Please rename "ceramic" to "porcelain" in the stretch from the line containing "Locate the bowl" through the line containing "x=730 y=105", and return only those lines with everything else left unchanged.

» **Raw records**
+ + + + +
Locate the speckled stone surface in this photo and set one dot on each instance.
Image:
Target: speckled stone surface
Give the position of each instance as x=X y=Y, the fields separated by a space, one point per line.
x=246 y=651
+ + + + +
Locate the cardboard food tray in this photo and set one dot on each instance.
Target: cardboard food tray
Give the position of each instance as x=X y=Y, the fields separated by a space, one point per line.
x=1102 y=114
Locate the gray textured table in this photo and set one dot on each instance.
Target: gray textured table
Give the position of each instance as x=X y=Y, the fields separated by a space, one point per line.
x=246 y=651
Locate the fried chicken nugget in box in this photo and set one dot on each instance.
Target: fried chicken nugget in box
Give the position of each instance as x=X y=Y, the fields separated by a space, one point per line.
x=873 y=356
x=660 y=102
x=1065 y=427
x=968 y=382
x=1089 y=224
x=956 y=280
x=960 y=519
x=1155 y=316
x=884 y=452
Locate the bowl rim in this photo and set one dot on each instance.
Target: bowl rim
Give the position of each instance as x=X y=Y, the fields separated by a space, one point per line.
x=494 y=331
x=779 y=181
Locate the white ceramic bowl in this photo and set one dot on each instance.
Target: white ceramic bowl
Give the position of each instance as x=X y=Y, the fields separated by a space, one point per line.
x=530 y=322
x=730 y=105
+ + + + +
» **Response to this exercise**
Locate the bowl rim in this photo and set one dot on each instance.
Target: bowl rim
Give the position of each instance as x=X y=Y, the fields separated by a space, one point per line.
x=494 y=331
x=779 y=181
Locate the white porcelain bowl in this photo and set one dot on each instance.
Target: white porcelain bowl
Give the position of each instance as x=X y=Y, the fields separated by a space, one point per line.
x=530 y=322
x=730 y=105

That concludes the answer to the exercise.